_HOW TO COMPLETE THIS TASK:_ Repeat every line of the data exactly; the pictures stay out.
EXTRACTED RECORDS below:
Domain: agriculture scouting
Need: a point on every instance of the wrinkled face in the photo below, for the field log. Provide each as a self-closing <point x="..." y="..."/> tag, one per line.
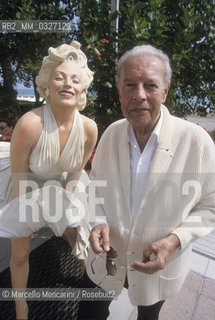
<point x="5" y="130"/>
<point x="65" y="84"/>
<point x="142" y="90"/>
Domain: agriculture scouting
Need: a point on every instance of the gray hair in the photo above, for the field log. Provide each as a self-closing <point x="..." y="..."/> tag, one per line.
<point x="57" y="55"/>
<point x="145" y="50"/>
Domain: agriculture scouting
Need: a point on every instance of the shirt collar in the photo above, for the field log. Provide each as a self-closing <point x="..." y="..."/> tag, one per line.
<point x="156" y="132"/>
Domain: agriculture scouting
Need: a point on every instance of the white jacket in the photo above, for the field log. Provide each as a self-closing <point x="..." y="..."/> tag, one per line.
<point x="179" y="197"/>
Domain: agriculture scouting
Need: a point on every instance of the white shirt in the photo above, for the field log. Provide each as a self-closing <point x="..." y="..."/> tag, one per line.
<point x="140" y="164"/>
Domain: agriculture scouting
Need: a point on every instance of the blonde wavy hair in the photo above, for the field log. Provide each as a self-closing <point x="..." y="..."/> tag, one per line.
<point x="57" y="55"/>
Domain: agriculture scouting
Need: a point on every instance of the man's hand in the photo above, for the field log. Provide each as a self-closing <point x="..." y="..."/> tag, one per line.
<point x="157" y="254"/>
<point x="99" y="238"/>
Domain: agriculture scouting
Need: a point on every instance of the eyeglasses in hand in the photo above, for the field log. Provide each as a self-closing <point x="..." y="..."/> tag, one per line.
<point x="110" y="264"/>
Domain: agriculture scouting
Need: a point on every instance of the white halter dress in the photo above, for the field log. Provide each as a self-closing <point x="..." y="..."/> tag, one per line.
<point x="47" y="203"/>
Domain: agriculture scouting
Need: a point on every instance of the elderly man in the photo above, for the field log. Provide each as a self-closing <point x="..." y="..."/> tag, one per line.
<point x="159" y="196"/>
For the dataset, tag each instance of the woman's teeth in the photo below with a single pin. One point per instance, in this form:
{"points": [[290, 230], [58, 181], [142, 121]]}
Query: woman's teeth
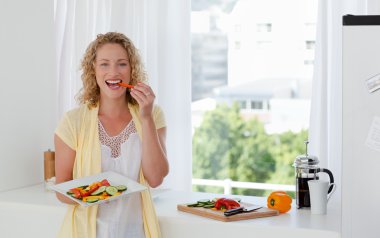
{"points": [[113, 82]]}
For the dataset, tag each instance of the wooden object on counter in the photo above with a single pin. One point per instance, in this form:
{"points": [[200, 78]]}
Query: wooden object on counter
{"points": [[219, 215], [49, 164]]}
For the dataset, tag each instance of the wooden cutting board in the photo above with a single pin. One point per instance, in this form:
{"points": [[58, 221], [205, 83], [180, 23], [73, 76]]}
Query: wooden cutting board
{"points": [[219, 215]]}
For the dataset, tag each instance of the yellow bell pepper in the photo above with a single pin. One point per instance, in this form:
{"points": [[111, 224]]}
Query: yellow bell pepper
{"points": [[280, 201]]}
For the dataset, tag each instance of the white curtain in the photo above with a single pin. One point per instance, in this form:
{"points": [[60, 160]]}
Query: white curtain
{"points": [[161, 31]]}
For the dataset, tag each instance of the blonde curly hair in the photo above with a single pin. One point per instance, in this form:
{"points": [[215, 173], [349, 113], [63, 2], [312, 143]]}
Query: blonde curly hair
{"points": [[90, 93]]}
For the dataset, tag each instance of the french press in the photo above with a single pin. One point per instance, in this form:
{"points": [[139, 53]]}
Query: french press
{"points": [[306, 167]]}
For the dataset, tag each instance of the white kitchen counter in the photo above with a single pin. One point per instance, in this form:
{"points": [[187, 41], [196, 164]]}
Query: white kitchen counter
{"points": [[33, 212]]}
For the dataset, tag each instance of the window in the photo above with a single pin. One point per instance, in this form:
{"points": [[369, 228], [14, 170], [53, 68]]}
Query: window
{"points": [[310, 44], [264, 27], [252, 117]]}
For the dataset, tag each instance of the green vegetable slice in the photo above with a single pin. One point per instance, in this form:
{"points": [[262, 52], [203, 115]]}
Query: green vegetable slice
{"points": [[121, 188], [99, 191], [111, 190], [92, 200]]}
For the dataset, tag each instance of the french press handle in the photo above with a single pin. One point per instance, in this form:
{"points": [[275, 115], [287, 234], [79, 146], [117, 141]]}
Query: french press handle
{"points": [[330, 176]]}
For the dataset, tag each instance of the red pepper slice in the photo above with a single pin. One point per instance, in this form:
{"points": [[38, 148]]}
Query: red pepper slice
{"points": [[105, 182], [92, 189], [76, 193]]}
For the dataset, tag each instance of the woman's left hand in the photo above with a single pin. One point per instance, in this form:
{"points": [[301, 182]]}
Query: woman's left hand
{"points": [[145, 98]]}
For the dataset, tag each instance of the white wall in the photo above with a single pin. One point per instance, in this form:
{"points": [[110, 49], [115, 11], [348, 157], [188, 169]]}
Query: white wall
{"points": [[27, 90]]}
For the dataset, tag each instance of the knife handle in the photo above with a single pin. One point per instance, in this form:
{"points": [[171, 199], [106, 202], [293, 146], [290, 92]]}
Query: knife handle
{"points": [[233, 211]]}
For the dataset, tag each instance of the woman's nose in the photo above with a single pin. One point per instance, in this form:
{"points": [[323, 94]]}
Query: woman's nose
{"points": [[113, 69]]}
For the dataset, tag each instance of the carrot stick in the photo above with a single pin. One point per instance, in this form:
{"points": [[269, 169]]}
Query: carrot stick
{"points": [[125, 85]]}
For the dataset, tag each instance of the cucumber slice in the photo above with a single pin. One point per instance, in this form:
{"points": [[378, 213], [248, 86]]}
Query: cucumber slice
{"points": [[99, 191], [111, 190], [92, 200], [209, 206], [121, 188]]}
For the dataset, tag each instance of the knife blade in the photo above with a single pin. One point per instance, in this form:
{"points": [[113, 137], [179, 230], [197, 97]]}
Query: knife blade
{"points": [[241, 210]]}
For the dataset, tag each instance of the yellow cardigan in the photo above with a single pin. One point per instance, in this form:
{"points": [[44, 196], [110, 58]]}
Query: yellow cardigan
{"points": [[79, 130]]}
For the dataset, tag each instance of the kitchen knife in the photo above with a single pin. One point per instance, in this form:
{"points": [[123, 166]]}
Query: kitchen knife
{"points": [[241, 210]]}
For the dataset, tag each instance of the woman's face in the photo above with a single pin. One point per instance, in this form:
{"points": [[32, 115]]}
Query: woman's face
{"points": [[111, 67]]}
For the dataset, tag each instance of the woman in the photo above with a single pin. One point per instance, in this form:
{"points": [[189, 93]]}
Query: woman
{"points": [[114, 129]]}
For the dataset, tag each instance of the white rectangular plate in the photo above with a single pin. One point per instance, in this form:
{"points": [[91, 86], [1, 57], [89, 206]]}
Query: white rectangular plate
{"points": [[112, 177]]}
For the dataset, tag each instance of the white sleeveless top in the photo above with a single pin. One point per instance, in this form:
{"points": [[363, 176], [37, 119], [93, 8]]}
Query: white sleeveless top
{"points": [[121, 218]]}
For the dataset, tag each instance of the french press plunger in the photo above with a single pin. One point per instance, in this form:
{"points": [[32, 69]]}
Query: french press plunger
{"points": [[306, 167]]}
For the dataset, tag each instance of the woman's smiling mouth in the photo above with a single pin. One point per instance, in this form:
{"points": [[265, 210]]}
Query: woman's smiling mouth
{"points": [[114, 83]]}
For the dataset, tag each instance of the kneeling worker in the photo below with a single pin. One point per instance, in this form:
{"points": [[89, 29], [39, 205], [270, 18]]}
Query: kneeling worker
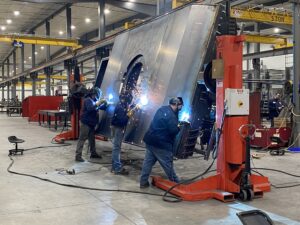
{"points": [[89, 119], [159, 141]]}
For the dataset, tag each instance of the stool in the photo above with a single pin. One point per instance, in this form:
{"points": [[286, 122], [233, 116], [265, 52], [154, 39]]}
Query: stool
{"points": [[16, 141]]}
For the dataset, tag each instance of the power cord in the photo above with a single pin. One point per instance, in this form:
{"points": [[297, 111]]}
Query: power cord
{"points": [[280, 171], [167, 198], [76, 186]]}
End of EXTRACTED RECORDS.
_RESULT OF THE TASK:_
Domain: agriculture scouting
Need: a point on every instance of the wrinkled face in the photo below, for the field log. Provide each as a self-closing <point x="..." y="..."/> tag, one per line.
<point x="5" y="130"/>
<point x="65" y="84"/>
<point x="142" y="90"/>
Domain: agriculture scouting
Need: a point on every instance of the gray hair in the photo above, for the field log. Provide each as a self-closing <point x="..." y="..."/> tag, one per line.
<point x="57" y="55"/>
<point x="145" y="50"/>
Domain: agriculture scouting
Need: a point on every instance of the shirt collar in the photo above, for the field log. Provide each as a self-closing <point x="..." y="..."/> tag, one per line.
<point x="156" y="132"/>
Domain: agriculture scouting
Need: a point on every instance of the white jacket in the photo above, for the field log. Provide each as a self-closing <point x="..." y="..."/> tag, one per line.
<point x="179" y="197"/>
Domain: agriculture scouting
Need: a point on every instance of the white shirt in the photo above, for the field log. Provide each as a self-closing <point x="..." y="..."/> tag, one per line.
<point x="140" y="164"/>
Domain: agriculture scouting
Need: a point on every instance of the blonde wavy hair in the photo above, for the field log. Provide each as a self-closing <point x="..." y="..."/> tag, one per line.
<point x="57" y="55"/>
Domain: agriculture scouting
Need: a point on every instance of the man's hand in the photo above, for the field log. Provide each as a self-closing <point x="..." y="..."/> tag, one per line.
<point x="157" y="254"/>
<point x="99" y="238"/>
Domain: agriculture scouting
Need: a point on every instance of the eyeglasses in hand in the photo above, for the field log. Provide each as a self-closing <point x="..." y="..."/> tag, one per line.
<point x="110" y="264"/>
Domain: agriculture scouting
Need: a point on every instance of the white halter dress in the photo above, for the field log. Provide each as a self-closing <point x="..." y="..."/> tag, one per line.
<point x="47" y="203"/>
Domain: agriculture scouting
Need: a point on every instance of the elderly man in the photo above, for the field log. Provide each as a self-closing <point x="..." y="..."/> tag, one per line.
<point x="159" y="196"/>
For the dataset, tag each instance of the woman's teeth in the photo below with a single pin. One point per instance, in this form:
{"points": [[290, 230], [58, 181], [142, 121]]}
Query: woman's teeth
{"points": [[113, 82]]}
For the dataset, tag each instance of the wooden object on counter in the photo above with a single pin. One point per instance, in this form:
{"points": [[200, 78]]}
Query: wooden object on counter
{"points": [[219, 215], [49, 164]]}
For the dataset, tag each instance of the wooden cutting board in the photo above with a single pin. One point per instance, in this form:
{"points": [[58, 221], [205, 83], [180, 23], [73, 76]]}
Query: wooden cutting board
{"points": [[219, 215]]}
For the dataset, tag each instance of the yellow bell pepper in the photo above with a single pin. One point per instance, in this form:
{"points": [[111, 224]]}
Query: yellow bell pepper
{"points": [[280, 201]]}
For the dataset, tag each instance of the white curtain in the photo above with a single pin. One point per instance, in this form:
{"points": [[60, 160]]}
Query: white curtain
{"points": [[161, 31]]}
For the dataset, tag each instance of the blonde curly hair in the photo above with a single pin. One point per instance, in this form:
{"points": [[215, 173], [349, 113], [63, 2], [312, 143]]}
Query: blonde curly hair
{"points": [[90, 93]]}
For the dataset, tag each instance of the french press in the photo above with a single pin. One point per instance, in this form:
{"points": [[139, 53]]}
Query: french press
{"points": [[306, 167]]}
For the dataset, tag each instance of the white kitchen counter in the photo above with a single pin. One point per instance, in this form:
{"points": [[187, 41], [196, 164]]}
Query: white kitchen counter
{"points": [[33, 212]]}
For the dataset, tag each instance of the window in the photo above with a single pin. One point per instance, in this form:
{"points": [[369, 228], [14, 170], [53, 68]]}
Query: window
{"points": [[310, 44], [264, 27], [252, 117]]}
For the dataset, tag each instance of the green vegetable slice in the photo above with a single pin. One point per instance, in this form:
{"points": [[262, 52], [203, 115]]}
Query: green vegetable slice
{"points": [[121, 188], [99, 191], [111, 190], [92, 200]]}
For the dataset, tag each instance of the french press handle in the photo above with a single pin. One point per instance, in this form:
{"points": [[275, 115], [287, 234], [79, 146], [117, 141]]}
Query: french press handle
{"points": [[330, 176]]}
For the dataset, tag each instance of the red pepper slice in the photo above with a single pin. One point per instance, in this form:
{"points": [[38, 148]]}
Query: red pepper slice
{"points": [[105, 182], [92, 189], [76, 193]]}
For the dataset, tag each instance of the woman's left hand in the photo above with a single pin. One point per instance, in this form:
{"points": [[301, 182]]}
Query: woman's left hand
{"points": [[145, 98]]}
For the dataset, tag each instance of the white wall in the photo above with a single pin. One point per instance, in this form:
{"points": [[110, 49], [115, 11], [348, 157], [188, 169]]}
Query: white wall
{"points": [[27, 90]]}
For the dataset, tag each instance of the knife handle in the photo above with a single pin. One point per instance, in this form:
{"points": [[171, 199], [106, 202], [293, 146], [290, 92]]}
Query: knife handle
{"points": [[233, 211]]}
For the dataset, tag each instance of the woman's nose in the photo above with a single pin. One point per instance, in this form:
{"points": [[323, 94]]}
Query: woman's nose
{"points": [[113, 69]]}
For the dataset, tag each instance of the carrot stick in the photo above with a single pin. One point per instance, in this form:
{"points": [[269, 169]]}
Query: carrot stick
{"points": [[125, 85]]}
For the dataset, tag each instance of the cucumber slice in the photo above with a single pin. One point per instance, in this form:
{"points": [[378, 213], [248, 86]]}
Query: cucumber slice
{"points": [[99, 191], [111, 190], [92, 200], [209, 206], [121, 188]]}
For the dataset, tag each instance of the knife blade in the photo above with a single pin. One point per instance, in this form:
{"points": [[113, 137], [179, 230], [197, 97]]}
Query: knife blade
{"points": [[241, 210]]}
For the dataset, tag each instance of the yellow cardigan in the photo above with a single pin. One point per instance, in this form:
{"points": [[44, 196], [110, 58]]}
Query: yellow cardigan
{"points": [[79, 130]]}
For the dataset, tag each instance of the kitchen knife in the photo above with a single pin. One point per instance, in this form:
{"points": [[123, 166]]}
Query: kitchen knife
{"points": [[241, 210]]}
For the dataset, tag each instance of the woman's face in the photo above with a single pin. One point per instance, in this form:
{"points": [[32, 115]]}
Query: woman's face
{"points": [[111, 67]]}
For the dataset, tag each instance of the woman in the photo above with a single pin. One point per instance, in this form:
{"points": [[189, 93]]}
Query: woman
{"points": [[114, 129]]}
For the dataset, tag each instance of the white rectangular plate in the photo above with a single pin. One point per instance, in this form:
{"points": [[91, 86], [1, 57], [89, 206]]}
Query: white rectangular plate
{"points": [[112, 177]]}
For the dataset, tag each instance of the white sleeveless top in the photo above with a single pin. One point per instance, in this form:
{"points": [[363, 176], [37, 119], [93, 8]]}
Query: white sleeveless top
{"points": [[121, 218]]}
For the dataset, tag each instance of the french press plunger in the photo above with a single pin. One point per instance, in this form:
{"points": [[32, 69]]}
Query: french press plunger
{"points": [[306, 167]]}
For the dataset, tag each instance of the woman's smiling mouth in the photo above with a single pin. One point per instance, in this form:
{"points": [[265, 210]]}
Query: woman's smiling mouth
{"points": [[114, 83]]}
For the dataset, tag each instance of the kneeling worker in the photo below with a single pin. One point per instance, in this form:
{"points": [[89, 29], [39, 205], [270, 18]]}
Query: kneeling worker
{"points": [[89, 119], [159, 141]]}
For the dataset, tag each instance of the stool in the photo above with a single pin. One point per instance, in this form:
{"points": [[286, 122], [233, 116], [265, 52], [154, 39]]}
Query: stool
{"points": [[16, 141]]}
For the dataset, tag each instance of the power cord in the photo above with a single pin. One point per instance, in this form:
{"points": [[297, 111]]}
Query: power cord
{"points": [[280, 171], [167, 198], [76, 186]]}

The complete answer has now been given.